Problem to work on
Among the lines of the records, count those containing the word "wearing", then give the number alone.

Point localization data
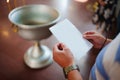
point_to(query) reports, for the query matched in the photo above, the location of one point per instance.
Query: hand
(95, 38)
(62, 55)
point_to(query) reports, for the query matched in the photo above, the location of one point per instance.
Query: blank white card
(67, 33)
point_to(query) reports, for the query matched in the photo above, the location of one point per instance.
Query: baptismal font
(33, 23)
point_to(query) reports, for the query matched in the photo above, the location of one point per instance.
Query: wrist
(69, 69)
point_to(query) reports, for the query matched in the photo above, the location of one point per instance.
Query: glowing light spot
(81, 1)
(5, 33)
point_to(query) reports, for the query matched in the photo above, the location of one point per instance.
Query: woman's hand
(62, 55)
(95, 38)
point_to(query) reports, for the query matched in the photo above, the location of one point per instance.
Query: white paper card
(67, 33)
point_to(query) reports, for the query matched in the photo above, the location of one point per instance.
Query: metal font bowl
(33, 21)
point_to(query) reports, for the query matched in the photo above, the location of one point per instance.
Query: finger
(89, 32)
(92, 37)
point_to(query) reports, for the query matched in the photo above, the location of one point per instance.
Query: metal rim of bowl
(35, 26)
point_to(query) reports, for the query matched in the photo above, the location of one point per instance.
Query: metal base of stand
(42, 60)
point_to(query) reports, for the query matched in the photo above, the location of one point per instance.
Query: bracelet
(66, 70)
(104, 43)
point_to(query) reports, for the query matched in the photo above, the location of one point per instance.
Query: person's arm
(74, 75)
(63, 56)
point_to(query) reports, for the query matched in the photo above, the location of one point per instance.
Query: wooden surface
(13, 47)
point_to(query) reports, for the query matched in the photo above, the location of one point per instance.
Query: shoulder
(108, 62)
==
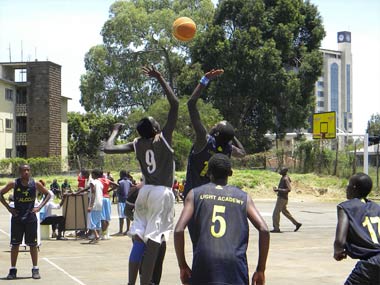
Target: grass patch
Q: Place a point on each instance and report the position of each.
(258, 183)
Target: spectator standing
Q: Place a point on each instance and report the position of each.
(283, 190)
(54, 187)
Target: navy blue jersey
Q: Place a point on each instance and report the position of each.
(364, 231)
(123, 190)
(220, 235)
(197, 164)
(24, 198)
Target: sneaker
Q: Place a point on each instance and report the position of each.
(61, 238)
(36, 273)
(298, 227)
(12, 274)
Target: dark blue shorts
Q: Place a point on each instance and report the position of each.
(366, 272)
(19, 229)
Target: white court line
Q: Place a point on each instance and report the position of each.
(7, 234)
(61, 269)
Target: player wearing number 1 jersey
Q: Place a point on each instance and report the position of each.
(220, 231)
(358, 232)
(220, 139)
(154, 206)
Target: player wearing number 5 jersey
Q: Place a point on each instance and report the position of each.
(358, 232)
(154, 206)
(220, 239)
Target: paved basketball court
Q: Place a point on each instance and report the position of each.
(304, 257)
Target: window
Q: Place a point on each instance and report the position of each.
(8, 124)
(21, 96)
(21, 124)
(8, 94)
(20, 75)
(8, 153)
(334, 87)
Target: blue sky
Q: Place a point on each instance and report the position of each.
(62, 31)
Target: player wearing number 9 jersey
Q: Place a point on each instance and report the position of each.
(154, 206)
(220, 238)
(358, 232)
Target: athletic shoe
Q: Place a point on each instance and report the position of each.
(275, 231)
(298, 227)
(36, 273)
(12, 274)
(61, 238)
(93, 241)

Your response
3